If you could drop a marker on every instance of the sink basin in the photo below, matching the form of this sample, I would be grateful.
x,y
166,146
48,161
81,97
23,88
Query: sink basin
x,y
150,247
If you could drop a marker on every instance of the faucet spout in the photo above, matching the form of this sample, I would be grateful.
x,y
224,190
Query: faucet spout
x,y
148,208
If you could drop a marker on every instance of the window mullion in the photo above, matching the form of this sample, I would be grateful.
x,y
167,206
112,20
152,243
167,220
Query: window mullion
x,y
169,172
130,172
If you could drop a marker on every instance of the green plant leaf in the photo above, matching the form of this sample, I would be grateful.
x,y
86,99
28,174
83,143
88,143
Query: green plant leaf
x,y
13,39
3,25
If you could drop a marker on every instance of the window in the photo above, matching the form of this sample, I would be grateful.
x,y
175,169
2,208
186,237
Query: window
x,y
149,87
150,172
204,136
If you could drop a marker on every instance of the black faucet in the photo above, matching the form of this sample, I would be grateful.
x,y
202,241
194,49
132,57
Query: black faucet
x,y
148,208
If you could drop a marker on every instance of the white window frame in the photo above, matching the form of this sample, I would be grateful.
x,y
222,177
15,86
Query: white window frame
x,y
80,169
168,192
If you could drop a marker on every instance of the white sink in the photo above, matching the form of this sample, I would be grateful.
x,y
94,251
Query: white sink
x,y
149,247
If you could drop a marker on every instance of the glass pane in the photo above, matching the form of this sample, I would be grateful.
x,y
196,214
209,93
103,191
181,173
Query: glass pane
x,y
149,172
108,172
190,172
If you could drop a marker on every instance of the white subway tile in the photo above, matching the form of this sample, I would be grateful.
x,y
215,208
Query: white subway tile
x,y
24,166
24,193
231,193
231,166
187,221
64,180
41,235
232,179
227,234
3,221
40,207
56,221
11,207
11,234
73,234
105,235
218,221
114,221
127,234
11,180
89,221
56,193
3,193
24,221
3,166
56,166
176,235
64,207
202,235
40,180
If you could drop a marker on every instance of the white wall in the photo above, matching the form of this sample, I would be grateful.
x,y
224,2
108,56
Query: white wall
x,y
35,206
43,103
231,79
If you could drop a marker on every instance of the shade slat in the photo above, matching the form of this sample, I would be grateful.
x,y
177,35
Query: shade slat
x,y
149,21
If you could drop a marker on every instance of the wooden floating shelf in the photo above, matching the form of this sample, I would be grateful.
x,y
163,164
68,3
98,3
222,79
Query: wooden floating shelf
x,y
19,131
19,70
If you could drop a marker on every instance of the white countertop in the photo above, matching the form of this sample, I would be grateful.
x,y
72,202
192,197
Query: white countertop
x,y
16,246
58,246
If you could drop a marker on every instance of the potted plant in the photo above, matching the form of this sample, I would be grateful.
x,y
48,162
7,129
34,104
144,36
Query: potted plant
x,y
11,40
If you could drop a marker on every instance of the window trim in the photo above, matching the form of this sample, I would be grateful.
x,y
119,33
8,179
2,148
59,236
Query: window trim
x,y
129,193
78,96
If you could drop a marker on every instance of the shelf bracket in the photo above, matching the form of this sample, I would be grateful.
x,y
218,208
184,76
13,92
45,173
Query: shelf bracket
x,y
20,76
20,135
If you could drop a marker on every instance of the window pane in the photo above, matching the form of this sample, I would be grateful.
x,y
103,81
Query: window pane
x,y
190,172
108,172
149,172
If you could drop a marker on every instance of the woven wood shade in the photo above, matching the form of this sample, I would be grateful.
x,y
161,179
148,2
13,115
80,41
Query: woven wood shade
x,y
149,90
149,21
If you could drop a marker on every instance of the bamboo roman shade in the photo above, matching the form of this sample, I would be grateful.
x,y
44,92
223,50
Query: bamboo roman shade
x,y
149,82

__PROBLEM REQUIREMENTS__:
Quote every item above word for word, without changing anything.

__TASK OUTPUT__:
If you could drop a marker on every instance of the sink basin in the photo below, matching the form of this sample, I would be grateful.
x,y
166,146
48,161
81,97
23,88
Query: sink basin
x,y
150,247
If you could drop a marker on every instance of the faucet spout in the photo above, matching the form of this sample, I would be grateful.
x,y
224,190
Query: faucet spout
x,y
148,208
If you could drop a marker on every instance of the window mullion in the photo above, matching the form of this sample, I would be grateful.
x,y
167,206
112,20
152,243
167,220
Query: window mullion
x,y
169,172
130,172
If you could drop a marker on every instance of the green plant leaf in the photo above, matching the form of this sample, I would be grateful.
x,y
86,99
28,174
83,143
88,143
Query: green plant leaf
x,y
13,39
3,25
If you could drop a marker on every instance of the window in the photo above, matching the form of this sample, I would be grateful.
x,y
175,169
2,208
186,237
Query: window
x,y
149,87
150,172
204,136
If you could drop a marker on every instance of the black faucet in the photo above, matching the form of this sample, I would be grateful.
x,y
202,241
194,49
132,57
Query: black faucet
x,y
148,208
If you could drop a marker on every instance of the white window frame in the photo above, matching the form of this sample, I would be grateful.
x,y
222,177
15,86
Query: white window frame
x,y
80,169
168,192
If you could drop a marker on every instance of the white sink in the photo above, matching the form of this sample, I would be grateful.
x,y
94,251
Query: white sink
x,y
149,247
If you could drop a marker on every instance of the glass pane in the photo above, matching the form of this sample, I would be grateful.
x,y
196,214
209,93
103,191
181,173
Query: glass pane
x,y
149,172
108,172
190,172
If you could drop a marker on every instance of the white subway tile in the photo above, matching the form of this sample, I would be grateful.
x,y
215,208
Query: white subway tile
x,y
24,166
24,193
231,193
231,166
187,221
64,180
41,235
232,179
227,234
3,221
40,207
56,221
11,207
11,234
73,234
105,235
218,221
114,221
127,234
11,180
89,221
56,193
3,193
24,221
3,166
56,166
176,235
64,207
202,235
40,180
If you could drop a marker on every instance of the white wall in the photo above, matching the form of this sample, I would be grateful.
x,y
224,2
108,56
Query: white wall
x,y
35,206
43,103
231,79
If you could drop a marker on every instance of the shade slat in the photo above, matching the form of this sample, I would be grateful.
x,y
177,35
Query: shade slat
x,y
149,21
If you could drop a marker on every instance of the wooden floating shelf in the photo above, matching the form of this sample, I would be grateful.
x,y
163,164
68,3
98,3
222,79
Query: wooden floating shelf
x,y
19,131
19,70
If you could drop a marker on every instance of the white countertop in the photo above, matching the form of this sample, I would be grateful.
x,y
72,202
192,197
Query: white countertop
x,y
16,246
58,246
If you could drop a marker on every instance of the potted plant in the photo above, matching the form of this sample, I would be grateful.
x,y
48,162
7,129
34,104
144,36
Query: potted plant
x,y
11,40
If you could drop a marker on every instance of the window trim in the photo above, matching the form of this sample, I would be grateful.
x,y
119,33
8,179
2,148
59,236
Query: window trim
x,y
129,193
78,96
If you could drop a marker on every instance of the shelf bracket in the photo above, matching the form of this sample, I would be grateful.
x,y
218,208
184,76
13,92
45,173
Query: shelf bracket
x,y
20,76
20,135
If you could drop a marker on every instance of the window pane in the photo above, matching the form of this sample, I would be grateful.
x,y
103,81
Query: window pane
x,y
190,172
108,172
149,172
If you could drop a marker on every instance of the woven wood shade in the photo above, matching the form of this sample, I would be grateful.
x,y
161,179
148,2
13,115
80,41
Query: woven wood shade
x,y
149,90
149,21
If you could drop a marker on every instance of the bamboo roman shade in the photo above, matching the form of this sample, I would be grateful.
x,y
44,92
223,50
Query: bamboo roman shade
x,y
149,82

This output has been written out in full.